Your task ▸ Reproduce the lines below word for word, omitting the picture from your answer.

Saved data
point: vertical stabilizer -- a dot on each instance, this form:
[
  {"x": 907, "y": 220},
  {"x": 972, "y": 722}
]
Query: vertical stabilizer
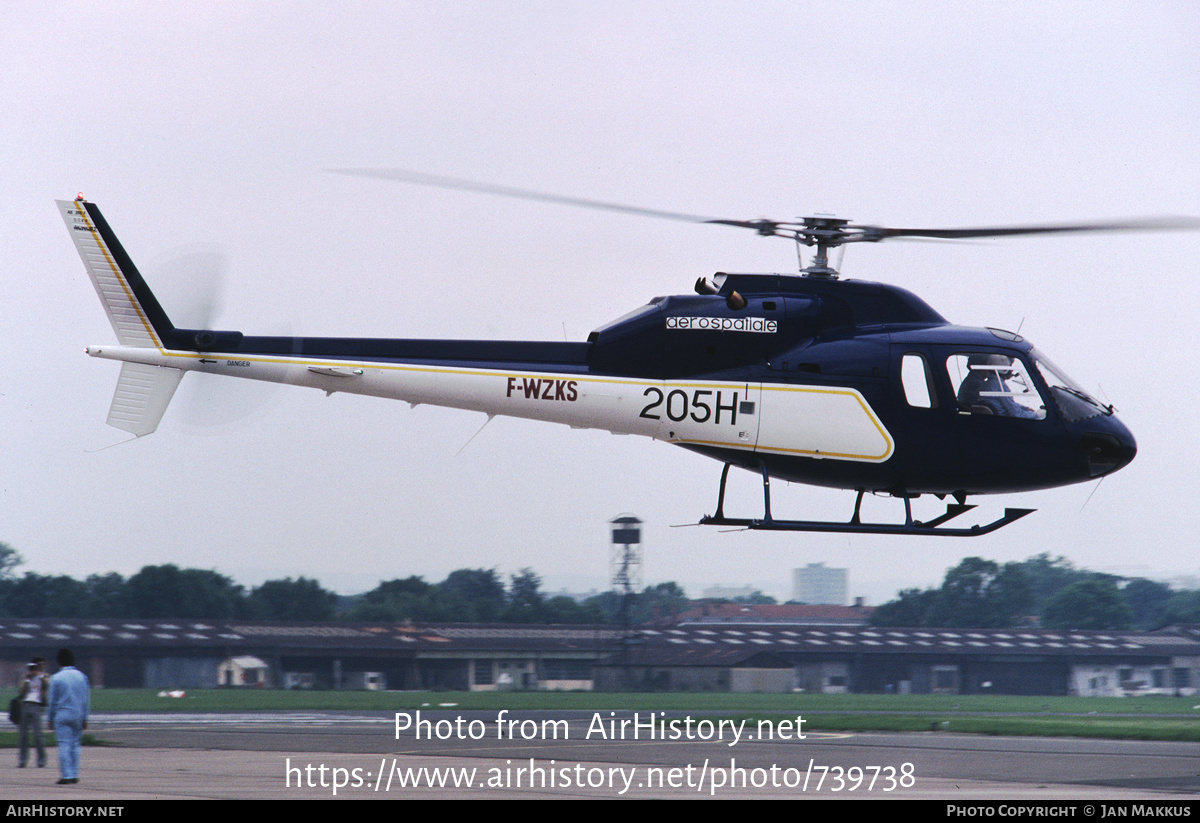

Solution to this task ▸
point: vertical stabilizer -- a dot on each instance, this form:
[
  {"x": 907, "y": 220},
  {"x": 972, "y": 722}
]
Query: vertical stabilizer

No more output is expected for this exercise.